◆ **PASSAGE TO READ**:
========

I have had him almost a week.
At first he swam around as usual and I feed him once a day usually pellets or flakes.
But now he is hanging around the bottom of the tank most of the time.
What could be the reason? What to do to save him before he dies?
this happened to mine also. Are you sure your tank is fully cycled? that is the only problem i thought of with mine.
Is there uneaten fish food at the bottom of the aquarium? It's possible to buy a healthy looking but sick fish, and it's also possible to make a healthy fish sick by introducing him to the new tank too fast, putting him in a tank that has not been cycled, or not maintaining the aquarium. How big is the aquarium? Before I read your reply, some guesswork may be instructive. Bettas can't eat much, so you have probably been over feeding him, and that's doubly bad in a small aquarium. Assuming some of that is correct, a series of partial (20 or 25 percent) water changes will give the Betta his best chance at survival. Do the changes every day for a few days, then go to a once a week schedule. When you replace aquarium water, make sure it's at approximately the same temperature as the old water, and use a good water conditioner. The Betta can go a week or so without eating, so don't try too hard to feed him.
Please let me know if some of this helps.
It's a 2.5 gallon tank.
I had it up and running 2 days before I put the betta in.
When I feed him it is usually a small amount such as 2-3 betta pellets or a small amount of flakes that he can eat in a min. or two ONCE a day.
There is no uneaten food at the bottom of tank.

========

◆ **SUPPLIED MATERIAL**:
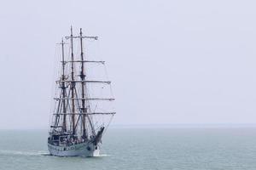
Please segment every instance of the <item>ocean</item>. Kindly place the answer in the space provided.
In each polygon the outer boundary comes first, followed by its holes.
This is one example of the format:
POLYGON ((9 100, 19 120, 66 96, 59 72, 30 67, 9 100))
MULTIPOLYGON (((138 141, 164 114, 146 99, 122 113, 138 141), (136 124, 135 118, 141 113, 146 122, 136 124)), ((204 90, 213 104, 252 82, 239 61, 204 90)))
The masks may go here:
POLYGON ((255 128, 109 128, 98 157, 49 155, 47 130, 0 130, 2 170, 255 170, 255 128))

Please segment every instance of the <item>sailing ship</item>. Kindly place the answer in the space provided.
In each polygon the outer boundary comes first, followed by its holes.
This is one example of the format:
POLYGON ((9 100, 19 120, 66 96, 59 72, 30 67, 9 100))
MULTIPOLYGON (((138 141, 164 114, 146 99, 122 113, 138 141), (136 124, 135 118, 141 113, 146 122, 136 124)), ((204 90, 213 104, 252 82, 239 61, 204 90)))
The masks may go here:
POLYGON ((111 82, 92 80, 87 76, 90 71, 86 65, 105 65, 105 61, 87 60, 84 53, 85 39, 97 40, 97 37, 83 36, 82 29, 79 36, 73 36, 71 27, 70 36, 65 37, 70 42, 64 42, 62 38, 60 43, 61 69, 55 81, 55 105, 48 137, 49 151, 58 156, 97 156, 102 135, 115 114, 99 110, 99 105, 114 99, 92 97, 93 92, 90 91, 90 87, 100 84, 101 89, 103 89, 102 86, 110 86, 111 82), (79 46, 76 52, 75 42, 79 46), (65 52, 66 44, 69 49, 67 54, 65 52), (108 116, 110 119, 106 124, 102 117, 108 116))

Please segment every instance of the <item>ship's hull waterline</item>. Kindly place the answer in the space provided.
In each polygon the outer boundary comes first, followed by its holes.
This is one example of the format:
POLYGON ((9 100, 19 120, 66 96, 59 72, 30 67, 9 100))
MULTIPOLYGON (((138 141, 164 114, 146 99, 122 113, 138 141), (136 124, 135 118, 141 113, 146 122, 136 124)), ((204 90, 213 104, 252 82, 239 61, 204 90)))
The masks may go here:
POLYGON ((98 156, 99 144, 91 142, 76 144, 69 146, 56 146, 48 144, 48 150, 52 156, 98 156))

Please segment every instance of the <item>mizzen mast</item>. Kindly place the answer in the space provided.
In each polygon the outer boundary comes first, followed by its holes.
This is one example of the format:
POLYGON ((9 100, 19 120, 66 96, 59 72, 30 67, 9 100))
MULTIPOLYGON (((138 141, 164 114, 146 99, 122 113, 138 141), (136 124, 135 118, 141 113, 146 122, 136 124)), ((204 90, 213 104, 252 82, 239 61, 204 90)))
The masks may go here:
POLYGON ((75 100, 74 100, 74 95, 75 95, 75 82, 74 82, 74 63, 73 62, 74 60, 73 59, 73 29, 71 26, 71 34, 70 34, 70 41, 71 41, 71 98, 72 98, 72 132, 73 134, 76 133, 75 129, 75 100))

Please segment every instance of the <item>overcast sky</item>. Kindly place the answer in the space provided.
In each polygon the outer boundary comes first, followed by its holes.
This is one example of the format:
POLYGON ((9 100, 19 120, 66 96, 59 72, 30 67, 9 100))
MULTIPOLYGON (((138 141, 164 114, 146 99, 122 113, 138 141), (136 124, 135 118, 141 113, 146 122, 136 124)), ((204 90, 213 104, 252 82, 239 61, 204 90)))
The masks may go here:
POLYGON ((55 43, 100 37, 113 124, 256 123, 255 1, 0 3, 0 128, 48 128, 55 43))

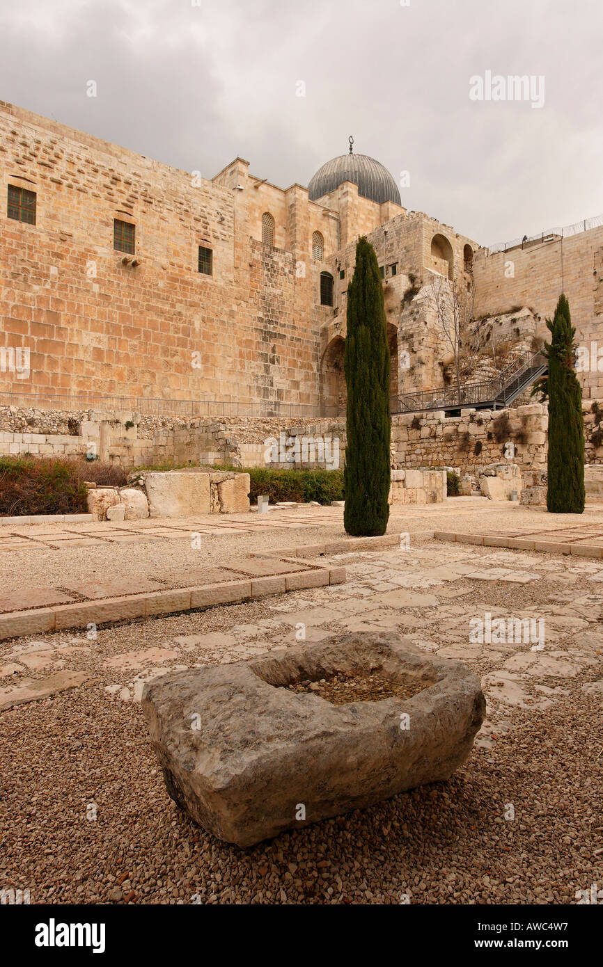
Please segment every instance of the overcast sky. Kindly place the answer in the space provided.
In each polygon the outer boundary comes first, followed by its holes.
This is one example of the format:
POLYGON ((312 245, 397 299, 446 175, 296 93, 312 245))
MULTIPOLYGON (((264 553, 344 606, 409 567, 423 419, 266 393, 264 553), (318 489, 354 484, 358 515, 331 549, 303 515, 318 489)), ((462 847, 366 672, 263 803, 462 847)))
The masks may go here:
POLYGON ((603 213, 601 0, 0 0, 0 37, 1 100, 207 178, 307 185, 353 134, 481 244, 603 213))

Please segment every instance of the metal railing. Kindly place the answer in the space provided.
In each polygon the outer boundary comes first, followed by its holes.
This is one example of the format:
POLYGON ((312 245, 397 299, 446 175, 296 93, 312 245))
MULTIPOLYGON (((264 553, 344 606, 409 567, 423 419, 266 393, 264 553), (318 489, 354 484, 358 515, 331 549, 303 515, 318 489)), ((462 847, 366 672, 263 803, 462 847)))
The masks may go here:
POLYGON ((571 235, 578 235, 580 232, 588 232, 591 228, 598 228, 603 225, 603 215, 595 215, 590 219, 583 219, 582 221, 575 221, 573 225, 563 225, 562 228, 549 228, 546 232, 539 232, 537 235, 525 235, 521 239, 512 239, 510 242, 498 242, 497 245, 487 246, 487 250, 491 255, 496 255, 498 251, 509 251, 511 249, 523 249, 540 242, 557 242, 560 238, 569 238, 571 235))
POLYGON ((495 379, 464 383, 460 388, 450 386, 402 394, 397 397, 397 406, 394 401, 392 412, 420 413, 423 410, 449 410, 461 406, 468 408, 486 403, 503 406, 507 399, 513 395, 518 396, 546 367, 547 360, 542 353, 522 353, 495 379))

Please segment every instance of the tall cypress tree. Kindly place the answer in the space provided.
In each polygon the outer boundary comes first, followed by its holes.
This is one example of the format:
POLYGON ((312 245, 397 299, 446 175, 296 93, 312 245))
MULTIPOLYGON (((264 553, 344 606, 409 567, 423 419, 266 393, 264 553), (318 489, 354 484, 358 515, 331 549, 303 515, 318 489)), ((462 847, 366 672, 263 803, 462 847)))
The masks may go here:
POLYGON ((574 337, 569 305, 559 296, 553 321, 547 319, 551 342, 544 355, 549 373, 534 386, 549 400, 547 510, 552 513, 582 513, 585 509, 585 430, 582 390, 574 370, 574 337))
POLYGON ((385 533, 389 517, 389 348, 383 289, 373 246, 356 245, 356 267, 347 286, 344 371, 347 388, 346 510, 352 537, 385 533))

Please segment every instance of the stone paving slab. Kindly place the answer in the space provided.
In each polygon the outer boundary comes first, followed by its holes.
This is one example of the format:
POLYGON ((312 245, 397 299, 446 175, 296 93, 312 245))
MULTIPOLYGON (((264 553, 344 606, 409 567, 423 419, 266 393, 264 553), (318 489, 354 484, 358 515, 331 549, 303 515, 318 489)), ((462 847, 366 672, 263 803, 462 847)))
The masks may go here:
POLYGON ((436 531, 437 541, 486 547, 509 547, 552 554, 572 554, 603 558, 603 527, 576 527, 558 530, 521 531, 509 534, 463 534, 457 531, 436 531))
MULTIPOLYGON (((81 581, 69 582, 66 587, 82 598, 117 598, 120 595, 138 595, 147 591, 162 591, 166 585, 159 581, 81 581)), ((49 601, 47 603, 50 603, 49 601)), ((30 605, 31 607, 31 605, 30 605)), ((6 609, 8 610, 8 608, 6 609)))
POLYGON ((86 672, 59 671, 45 678, 20 679, 18 684, 9 686, 7 689, 0 689, 0 711, 12 709, 24 702, 35 702, 40 698, 47 698, 48 695, 53 695, 57 691, 76 689, 85 682, 89 682, 90 678, 91 676, 86 672))

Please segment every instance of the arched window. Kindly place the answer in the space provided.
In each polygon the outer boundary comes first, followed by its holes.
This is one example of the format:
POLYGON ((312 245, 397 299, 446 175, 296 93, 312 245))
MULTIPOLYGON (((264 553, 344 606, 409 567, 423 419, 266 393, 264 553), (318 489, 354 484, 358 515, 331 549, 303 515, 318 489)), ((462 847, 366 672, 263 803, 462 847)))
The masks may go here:
POLYGON ((261 217, 261 241, 264 245, 274 245, 274 219, 270 212, 264 212, 261 217))
POLYGON ((320 305, 333 305, 333 276, 330 272, 320 273, 320 305))
POLYGON ((322 261, 322 252, 324 250, 324 239, 322 238, 320 232, 315 232, 312 236, 312 257, 315 262, 322 261))
POLYGON ((440 276, 447 277, 452 281, 454 278, 454 253, 452 246, 445 235, 434 235, 432 239, 432 259, 433 268, 440 276))

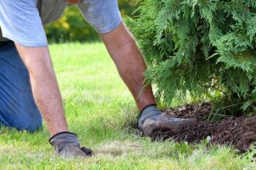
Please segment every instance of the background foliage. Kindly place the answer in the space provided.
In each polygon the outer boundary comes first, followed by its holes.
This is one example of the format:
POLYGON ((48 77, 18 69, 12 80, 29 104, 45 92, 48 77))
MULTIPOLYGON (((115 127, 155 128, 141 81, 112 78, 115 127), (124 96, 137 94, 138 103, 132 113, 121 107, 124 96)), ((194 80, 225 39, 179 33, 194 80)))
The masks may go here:
POLYGON ((139 18, 127 24, 148 62, 146 75, 165 101, 184 101, 189 93, 215 105, 253 104, 255 1, 140 2, 139 18))
MULTIPOLYGON (((136 8, 135 1, 119 0, 123 17, 132 16, 136 8)), ((86 42, 99 40, 97 32, 84 21, 76 6, 66 9, 57 22, 45 26, 49 42, 86 42)))

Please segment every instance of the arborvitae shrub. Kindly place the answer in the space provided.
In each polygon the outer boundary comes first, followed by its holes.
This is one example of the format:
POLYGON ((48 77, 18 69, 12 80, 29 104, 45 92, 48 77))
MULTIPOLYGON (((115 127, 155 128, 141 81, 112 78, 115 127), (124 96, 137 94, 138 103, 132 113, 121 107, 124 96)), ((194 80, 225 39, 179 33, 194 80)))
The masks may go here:
POLYGON ((256 1, 141 4, 126 24, 147 61, 147 80, 166 102, 184 101, 188 93, 226 105, 255 101, 256 1))

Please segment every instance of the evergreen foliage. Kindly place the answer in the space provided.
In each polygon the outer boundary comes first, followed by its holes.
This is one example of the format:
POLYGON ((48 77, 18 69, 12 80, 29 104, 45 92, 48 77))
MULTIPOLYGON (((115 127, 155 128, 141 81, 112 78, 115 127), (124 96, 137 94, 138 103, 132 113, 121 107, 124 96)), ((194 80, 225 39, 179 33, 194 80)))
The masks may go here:
MULTIPOLYGON (((127 25, 148 63, 146 76, 164 100, 254 101, 256 2, 141 0, 127 25)), ((247 105, 248 102, 247 102, 247 105)), ((241 106, 241 105, 240 105, 241 106)))

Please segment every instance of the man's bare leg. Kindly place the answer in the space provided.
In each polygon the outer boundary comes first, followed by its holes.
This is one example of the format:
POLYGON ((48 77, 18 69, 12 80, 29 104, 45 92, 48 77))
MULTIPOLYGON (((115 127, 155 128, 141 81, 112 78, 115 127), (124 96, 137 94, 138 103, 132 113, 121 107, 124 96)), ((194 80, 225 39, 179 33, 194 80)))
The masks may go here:
POLYGON ((135 40, 126 26, 122 23, 114 31, 101 36, 138 109, 141 111, 146 106, 155 104, 151 86, 143 89, 143 73, 146 66, 135 40))
POLYGON ((62 100, 48 47, 24 47, 18 44, 16 47, 29 71, 35 102, 50 135, 67 132, 62 100))

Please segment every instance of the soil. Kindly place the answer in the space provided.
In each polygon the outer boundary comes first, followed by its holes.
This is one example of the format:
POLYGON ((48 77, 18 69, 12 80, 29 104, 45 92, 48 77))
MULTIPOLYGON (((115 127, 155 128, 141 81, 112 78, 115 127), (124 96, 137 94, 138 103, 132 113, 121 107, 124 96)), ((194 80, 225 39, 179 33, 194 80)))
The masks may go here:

========

◆ **WHAT TO DO**:
1. According to the betta discussion, in what ways can a healthy fish be made sick? List every way it gives.
2. Reproduce word for word the stretch of the betta discussion from "I have had him" through "of with mine.".

◆ **ACTIVITY ANSWERS**:
1.
- Introducing him to the new tank too fast
- Putting him in a tank that has not been cycled
- Not maintaining the aquarium

2.
I have had him almost a week.
At first he swam around as usual and I feed him once a day usually pellets or flakes.
But now he is hanging around the bottom of the tank most of the time.
What could be the reason? What to do to save him before he dies?
this happened to mine also. Are you sure your tank is fully cycled? that is the only problem i thought of with mine.